** Task data **

──────────

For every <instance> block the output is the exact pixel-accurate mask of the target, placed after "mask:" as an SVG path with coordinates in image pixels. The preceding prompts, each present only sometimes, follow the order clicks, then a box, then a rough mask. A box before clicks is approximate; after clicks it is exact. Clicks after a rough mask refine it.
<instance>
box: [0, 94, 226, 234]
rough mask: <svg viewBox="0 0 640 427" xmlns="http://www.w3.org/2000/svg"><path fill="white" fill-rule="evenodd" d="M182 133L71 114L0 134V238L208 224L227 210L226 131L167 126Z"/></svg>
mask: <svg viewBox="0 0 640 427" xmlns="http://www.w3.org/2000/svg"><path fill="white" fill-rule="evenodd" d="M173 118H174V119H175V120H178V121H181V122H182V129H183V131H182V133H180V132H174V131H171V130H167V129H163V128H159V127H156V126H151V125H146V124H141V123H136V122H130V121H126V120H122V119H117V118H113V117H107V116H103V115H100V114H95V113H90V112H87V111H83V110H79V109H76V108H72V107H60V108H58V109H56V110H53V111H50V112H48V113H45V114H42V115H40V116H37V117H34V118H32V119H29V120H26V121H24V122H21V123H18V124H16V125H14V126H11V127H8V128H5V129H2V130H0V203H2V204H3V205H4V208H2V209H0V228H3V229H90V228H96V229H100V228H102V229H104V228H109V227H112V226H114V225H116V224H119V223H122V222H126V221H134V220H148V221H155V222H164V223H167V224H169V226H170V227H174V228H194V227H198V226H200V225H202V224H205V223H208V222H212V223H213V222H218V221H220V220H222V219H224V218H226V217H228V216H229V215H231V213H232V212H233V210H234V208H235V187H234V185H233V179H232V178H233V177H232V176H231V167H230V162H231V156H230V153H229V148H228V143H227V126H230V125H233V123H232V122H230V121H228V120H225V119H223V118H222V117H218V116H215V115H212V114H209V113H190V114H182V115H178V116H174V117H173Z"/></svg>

──────────

** What to produce **
Please echo the listing exactly, starting at its first line and ending at the line that contains "rough mask: <svg", both included.

** Result below **
For every <instance> block the output is the exact pixel-accurate mask of the target, placed after "mask:" as an SVG path with coordinates in image pixels. The preceding prompts, each present only sometimes, follow the order clicks, then a box, then a rough mask. A box before clicks is approximate; after clicks it is exact. Clicks after a rough mask refine it.
<instance>
box: [0, 94, 226, 234]
rough mask: <svg viewBox="0 0 640 427" xmlns="http://www.w3.org/2000/svg"><path fill="white" fill-rule="evenodd" d="M182 133L71 114L0 134V238L208 224L227 210L226 131L167 126Z"/></svg>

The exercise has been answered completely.